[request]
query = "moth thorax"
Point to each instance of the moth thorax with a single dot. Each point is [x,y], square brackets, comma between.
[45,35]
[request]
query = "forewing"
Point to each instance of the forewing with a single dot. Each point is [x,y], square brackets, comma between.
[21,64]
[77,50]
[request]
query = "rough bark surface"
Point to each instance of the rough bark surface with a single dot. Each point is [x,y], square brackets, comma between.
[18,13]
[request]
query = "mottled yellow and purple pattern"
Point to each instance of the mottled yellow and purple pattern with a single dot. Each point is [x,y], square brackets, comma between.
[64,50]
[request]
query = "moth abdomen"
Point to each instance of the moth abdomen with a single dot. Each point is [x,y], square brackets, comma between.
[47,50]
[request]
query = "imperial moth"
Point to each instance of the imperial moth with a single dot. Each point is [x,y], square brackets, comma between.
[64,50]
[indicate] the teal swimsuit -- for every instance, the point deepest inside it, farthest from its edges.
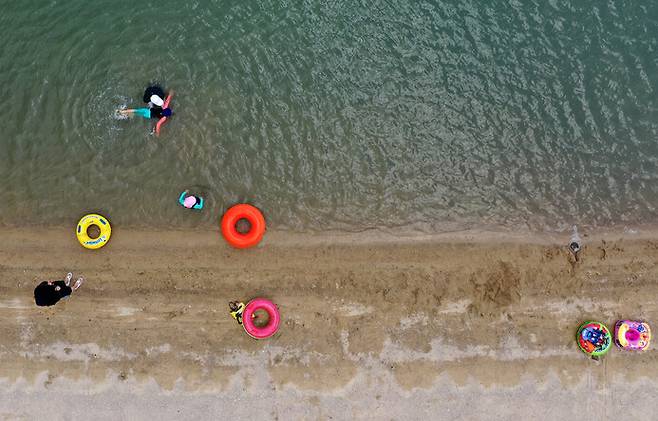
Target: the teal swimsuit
(143, 112)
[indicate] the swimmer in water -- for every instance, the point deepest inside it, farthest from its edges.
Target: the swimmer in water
(157, 108)
(191, 201)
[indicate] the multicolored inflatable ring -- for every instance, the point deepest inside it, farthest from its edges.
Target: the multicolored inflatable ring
(594, 338)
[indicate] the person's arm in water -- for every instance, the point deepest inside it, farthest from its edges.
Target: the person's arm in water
(181, 199)
(200, 204)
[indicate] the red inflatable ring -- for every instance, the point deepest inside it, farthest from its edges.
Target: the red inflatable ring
(272, 314)
(255, 219)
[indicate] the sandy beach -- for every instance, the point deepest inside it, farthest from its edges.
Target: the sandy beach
(374, 326)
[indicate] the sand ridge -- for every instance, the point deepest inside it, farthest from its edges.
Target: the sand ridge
(419, 315)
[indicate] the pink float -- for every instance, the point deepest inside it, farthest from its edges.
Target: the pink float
(245, 315)
(633, 335)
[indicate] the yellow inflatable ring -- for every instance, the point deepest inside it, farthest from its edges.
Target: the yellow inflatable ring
(103, 225)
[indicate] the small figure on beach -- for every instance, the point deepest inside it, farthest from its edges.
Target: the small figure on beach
(190, 201)
(575, 243)
(156, 106)
(48, 293)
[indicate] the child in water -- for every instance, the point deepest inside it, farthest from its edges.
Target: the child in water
(191, 201)
(157, 108)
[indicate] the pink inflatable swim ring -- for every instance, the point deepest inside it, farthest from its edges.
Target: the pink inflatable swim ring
(248, 318)
(634, 335)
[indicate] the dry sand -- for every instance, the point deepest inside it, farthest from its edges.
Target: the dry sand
(468, 326)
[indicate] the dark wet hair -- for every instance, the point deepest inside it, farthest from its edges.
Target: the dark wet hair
(153, 90)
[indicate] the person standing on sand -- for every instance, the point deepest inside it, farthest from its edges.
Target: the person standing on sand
(48, 293)
(575, 243)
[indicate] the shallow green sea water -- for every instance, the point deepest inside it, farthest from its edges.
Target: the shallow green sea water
(333, 115)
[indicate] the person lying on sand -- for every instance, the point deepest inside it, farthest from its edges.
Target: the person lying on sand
(48, 293)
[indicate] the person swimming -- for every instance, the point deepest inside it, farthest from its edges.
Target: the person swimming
(190, 201)
(157, 107)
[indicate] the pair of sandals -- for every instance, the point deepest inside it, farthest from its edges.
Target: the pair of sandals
(77, 283)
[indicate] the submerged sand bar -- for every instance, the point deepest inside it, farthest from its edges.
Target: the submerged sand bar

**EXERCISE INSTRUCTIONS:** Find the line with "[indicate] the shallow" in the listing above, then write out that line and each remaining line exactly, with no other text.

**THE OUTPUT:**
[indicate] the shallow green sea water -- for every instance, the point deepest inside it, farthest from its edges.
Target: the shallow green sea water
(333, 115)
[indicate] the person lying on sand -- for every instance, the point deepest inside it, farthest from its edges.
Target: the person lying on sand
(48, 293)
[indicate] the person swimming -- for every instance, the point deepest inside it, farthest from its edges.
Target: the person swimming
(190, 201)
(157, 107)
[indicate] the pair of sandals -- for every instance, the point deepest inside it, farthest from its edges.
Target: the pair of sandals
(77, 283)
[indicate] the submerged sand bar -- for every instance, the point deepest inside it, farthest from its edges.
Target: the submerged sand bar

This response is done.